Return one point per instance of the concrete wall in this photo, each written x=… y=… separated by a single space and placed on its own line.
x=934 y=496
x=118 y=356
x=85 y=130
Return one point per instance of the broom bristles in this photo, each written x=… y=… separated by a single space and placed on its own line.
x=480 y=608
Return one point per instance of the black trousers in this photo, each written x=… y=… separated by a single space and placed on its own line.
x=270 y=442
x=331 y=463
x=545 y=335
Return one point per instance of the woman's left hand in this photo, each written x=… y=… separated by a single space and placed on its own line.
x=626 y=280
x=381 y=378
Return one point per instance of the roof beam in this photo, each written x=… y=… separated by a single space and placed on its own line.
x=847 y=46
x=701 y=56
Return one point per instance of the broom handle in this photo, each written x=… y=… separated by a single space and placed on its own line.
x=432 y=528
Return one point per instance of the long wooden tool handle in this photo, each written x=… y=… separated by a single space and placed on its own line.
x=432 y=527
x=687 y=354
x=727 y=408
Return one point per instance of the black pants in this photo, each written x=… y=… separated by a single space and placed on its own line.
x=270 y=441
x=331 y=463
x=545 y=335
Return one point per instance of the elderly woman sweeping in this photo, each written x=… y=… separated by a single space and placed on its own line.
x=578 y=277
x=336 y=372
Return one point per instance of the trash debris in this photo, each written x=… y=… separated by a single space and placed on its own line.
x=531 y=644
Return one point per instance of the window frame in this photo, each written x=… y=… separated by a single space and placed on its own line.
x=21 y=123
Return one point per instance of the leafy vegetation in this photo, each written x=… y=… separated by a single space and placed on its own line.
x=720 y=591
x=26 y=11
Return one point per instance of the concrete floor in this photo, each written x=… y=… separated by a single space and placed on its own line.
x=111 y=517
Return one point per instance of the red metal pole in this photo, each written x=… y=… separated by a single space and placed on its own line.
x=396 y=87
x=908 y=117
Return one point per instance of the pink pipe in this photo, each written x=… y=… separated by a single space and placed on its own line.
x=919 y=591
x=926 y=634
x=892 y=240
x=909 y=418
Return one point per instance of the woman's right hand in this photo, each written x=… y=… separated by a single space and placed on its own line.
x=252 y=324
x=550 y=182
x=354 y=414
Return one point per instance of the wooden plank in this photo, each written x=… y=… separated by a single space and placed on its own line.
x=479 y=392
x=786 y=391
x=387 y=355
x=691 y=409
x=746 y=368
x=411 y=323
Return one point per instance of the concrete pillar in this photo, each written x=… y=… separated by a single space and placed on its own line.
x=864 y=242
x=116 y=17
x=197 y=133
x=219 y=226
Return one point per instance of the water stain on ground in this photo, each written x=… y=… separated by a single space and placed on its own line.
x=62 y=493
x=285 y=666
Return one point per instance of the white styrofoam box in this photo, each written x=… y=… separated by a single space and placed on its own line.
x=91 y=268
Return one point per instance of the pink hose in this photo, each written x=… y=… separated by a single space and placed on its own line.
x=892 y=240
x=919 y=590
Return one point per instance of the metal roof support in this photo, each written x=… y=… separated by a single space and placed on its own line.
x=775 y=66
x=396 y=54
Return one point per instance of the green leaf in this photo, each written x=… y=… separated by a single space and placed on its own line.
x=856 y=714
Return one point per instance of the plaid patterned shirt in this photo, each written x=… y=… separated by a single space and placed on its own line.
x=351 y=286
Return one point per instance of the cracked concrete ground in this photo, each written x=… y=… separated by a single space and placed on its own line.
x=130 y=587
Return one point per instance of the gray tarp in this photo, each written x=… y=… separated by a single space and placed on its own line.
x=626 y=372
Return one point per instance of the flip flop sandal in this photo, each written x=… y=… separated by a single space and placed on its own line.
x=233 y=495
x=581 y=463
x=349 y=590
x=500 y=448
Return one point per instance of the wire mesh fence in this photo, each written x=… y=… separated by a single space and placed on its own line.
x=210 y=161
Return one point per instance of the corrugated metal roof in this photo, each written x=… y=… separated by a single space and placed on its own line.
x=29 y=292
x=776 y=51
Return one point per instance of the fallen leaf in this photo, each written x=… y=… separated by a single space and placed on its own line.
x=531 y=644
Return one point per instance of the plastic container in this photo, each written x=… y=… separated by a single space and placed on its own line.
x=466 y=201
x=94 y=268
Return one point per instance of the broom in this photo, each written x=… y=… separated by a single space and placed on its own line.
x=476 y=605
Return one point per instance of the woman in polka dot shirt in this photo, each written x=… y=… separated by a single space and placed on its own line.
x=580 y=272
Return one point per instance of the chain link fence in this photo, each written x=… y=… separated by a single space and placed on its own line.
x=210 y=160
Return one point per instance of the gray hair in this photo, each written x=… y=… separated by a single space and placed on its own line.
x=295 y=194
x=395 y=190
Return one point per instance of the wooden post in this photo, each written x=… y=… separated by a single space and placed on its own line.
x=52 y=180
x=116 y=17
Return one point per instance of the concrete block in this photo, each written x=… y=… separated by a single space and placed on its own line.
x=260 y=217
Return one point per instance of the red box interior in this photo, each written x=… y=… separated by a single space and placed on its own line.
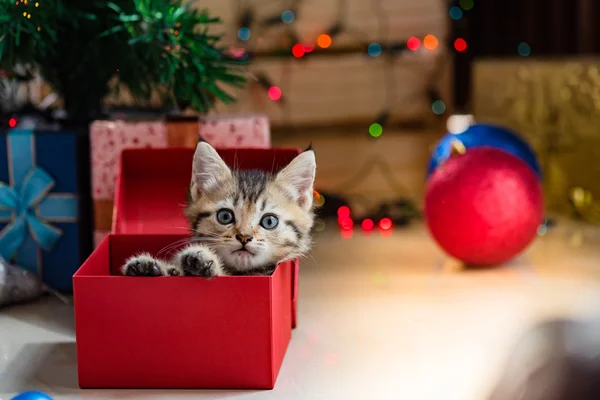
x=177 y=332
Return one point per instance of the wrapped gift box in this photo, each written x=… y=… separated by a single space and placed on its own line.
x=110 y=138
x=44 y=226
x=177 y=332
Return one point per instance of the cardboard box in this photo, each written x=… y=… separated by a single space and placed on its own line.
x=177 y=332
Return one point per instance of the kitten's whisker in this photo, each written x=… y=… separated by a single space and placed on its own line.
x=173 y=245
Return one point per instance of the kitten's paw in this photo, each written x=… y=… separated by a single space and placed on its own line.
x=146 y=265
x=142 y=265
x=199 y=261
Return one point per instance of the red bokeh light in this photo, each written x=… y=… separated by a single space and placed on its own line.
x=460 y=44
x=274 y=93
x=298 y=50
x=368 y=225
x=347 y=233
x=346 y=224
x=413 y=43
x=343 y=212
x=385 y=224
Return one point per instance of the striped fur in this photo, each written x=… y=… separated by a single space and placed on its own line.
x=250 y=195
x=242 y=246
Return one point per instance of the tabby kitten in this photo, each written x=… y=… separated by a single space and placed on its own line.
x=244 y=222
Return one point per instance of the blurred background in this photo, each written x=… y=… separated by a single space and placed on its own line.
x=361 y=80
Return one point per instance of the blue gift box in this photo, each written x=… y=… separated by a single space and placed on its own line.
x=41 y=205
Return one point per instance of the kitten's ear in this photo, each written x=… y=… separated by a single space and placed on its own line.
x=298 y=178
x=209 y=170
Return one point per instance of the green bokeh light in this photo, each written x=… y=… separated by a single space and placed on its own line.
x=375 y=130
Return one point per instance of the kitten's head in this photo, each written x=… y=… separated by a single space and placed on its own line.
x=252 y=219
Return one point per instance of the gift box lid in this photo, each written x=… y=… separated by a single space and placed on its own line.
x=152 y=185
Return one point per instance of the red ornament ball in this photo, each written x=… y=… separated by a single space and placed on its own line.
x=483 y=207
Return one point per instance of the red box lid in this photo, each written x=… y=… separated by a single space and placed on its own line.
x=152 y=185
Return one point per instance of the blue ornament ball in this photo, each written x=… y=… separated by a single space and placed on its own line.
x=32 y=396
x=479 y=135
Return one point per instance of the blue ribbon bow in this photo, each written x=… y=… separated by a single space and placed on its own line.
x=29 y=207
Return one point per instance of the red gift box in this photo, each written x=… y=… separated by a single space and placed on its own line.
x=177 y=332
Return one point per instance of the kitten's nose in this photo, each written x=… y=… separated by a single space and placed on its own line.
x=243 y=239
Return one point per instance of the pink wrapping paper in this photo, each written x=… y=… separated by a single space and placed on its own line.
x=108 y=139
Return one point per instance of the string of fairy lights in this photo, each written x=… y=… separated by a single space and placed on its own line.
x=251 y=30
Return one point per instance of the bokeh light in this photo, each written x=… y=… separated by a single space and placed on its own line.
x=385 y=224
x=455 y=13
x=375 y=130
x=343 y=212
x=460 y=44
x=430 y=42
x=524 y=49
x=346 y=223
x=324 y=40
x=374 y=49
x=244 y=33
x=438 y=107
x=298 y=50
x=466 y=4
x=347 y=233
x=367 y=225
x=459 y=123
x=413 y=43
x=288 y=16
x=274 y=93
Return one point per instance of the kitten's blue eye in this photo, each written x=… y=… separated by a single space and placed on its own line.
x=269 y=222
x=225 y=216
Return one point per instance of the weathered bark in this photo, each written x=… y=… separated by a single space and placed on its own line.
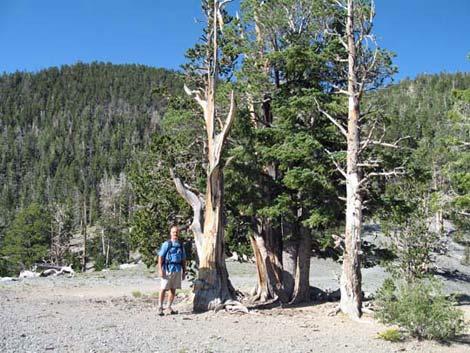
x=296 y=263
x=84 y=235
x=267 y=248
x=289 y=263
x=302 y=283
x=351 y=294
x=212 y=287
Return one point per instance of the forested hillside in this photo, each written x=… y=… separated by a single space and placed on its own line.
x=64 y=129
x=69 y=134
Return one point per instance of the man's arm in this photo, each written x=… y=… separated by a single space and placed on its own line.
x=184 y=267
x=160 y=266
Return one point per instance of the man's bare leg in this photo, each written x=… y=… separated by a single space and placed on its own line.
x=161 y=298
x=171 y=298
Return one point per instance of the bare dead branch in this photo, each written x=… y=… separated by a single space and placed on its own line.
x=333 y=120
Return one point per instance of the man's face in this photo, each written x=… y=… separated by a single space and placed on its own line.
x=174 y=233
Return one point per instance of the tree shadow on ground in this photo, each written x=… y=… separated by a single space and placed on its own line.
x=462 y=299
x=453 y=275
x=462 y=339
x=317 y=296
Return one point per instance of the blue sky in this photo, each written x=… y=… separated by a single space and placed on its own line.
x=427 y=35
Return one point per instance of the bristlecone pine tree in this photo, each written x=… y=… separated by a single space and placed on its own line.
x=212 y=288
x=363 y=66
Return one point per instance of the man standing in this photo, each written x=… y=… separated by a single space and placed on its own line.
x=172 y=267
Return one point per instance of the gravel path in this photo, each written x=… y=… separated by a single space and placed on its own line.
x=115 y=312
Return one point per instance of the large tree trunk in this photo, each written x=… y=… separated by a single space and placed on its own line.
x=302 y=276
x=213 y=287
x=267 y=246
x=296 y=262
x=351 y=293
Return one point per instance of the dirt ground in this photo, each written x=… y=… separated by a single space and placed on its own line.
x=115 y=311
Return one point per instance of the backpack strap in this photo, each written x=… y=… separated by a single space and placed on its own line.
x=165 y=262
━━━
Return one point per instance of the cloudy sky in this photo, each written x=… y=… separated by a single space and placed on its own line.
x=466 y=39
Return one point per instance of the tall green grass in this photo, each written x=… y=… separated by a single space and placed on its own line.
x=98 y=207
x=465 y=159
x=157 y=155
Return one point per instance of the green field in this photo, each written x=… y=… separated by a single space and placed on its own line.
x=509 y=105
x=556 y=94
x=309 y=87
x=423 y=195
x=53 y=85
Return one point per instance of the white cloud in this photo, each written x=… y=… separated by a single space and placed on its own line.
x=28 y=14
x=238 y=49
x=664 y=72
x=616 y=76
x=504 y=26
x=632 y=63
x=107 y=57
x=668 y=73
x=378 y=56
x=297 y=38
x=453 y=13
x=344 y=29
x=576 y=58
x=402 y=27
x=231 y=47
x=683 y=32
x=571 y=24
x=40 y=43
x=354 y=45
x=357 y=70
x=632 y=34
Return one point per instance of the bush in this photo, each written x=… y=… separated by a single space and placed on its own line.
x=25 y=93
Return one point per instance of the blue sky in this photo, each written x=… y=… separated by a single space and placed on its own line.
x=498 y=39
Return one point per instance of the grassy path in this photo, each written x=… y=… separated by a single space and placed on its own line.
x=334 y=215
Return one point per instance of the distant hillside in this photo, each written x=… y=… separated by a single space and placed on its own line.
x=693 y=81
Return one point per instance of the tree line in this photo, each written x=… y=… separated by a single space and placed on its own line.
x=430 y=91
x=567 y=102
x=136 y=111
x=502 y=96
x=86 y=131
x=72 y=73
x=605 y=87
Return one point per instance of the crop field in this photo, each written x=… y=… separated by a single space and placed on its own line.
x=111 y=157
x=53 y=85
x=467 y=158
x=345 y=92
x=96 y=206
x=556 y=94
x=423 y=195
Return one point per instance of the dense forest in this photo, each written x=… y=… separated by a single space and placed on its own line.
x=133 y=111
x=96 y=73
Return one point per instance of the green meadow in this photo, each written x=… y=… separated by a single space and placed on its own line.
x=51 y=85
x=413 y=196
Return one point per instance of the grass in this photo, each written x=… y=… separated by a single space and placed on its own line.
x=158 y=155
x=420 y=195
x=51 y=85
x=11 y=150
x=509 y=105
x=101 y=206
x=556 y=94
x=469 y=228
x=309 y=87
━━━
• [WHAT NEEDS TO BE DONE]: Please state how many lines in the two blocks above contain the word "metal", giving only the number.

• [REPLY]: 3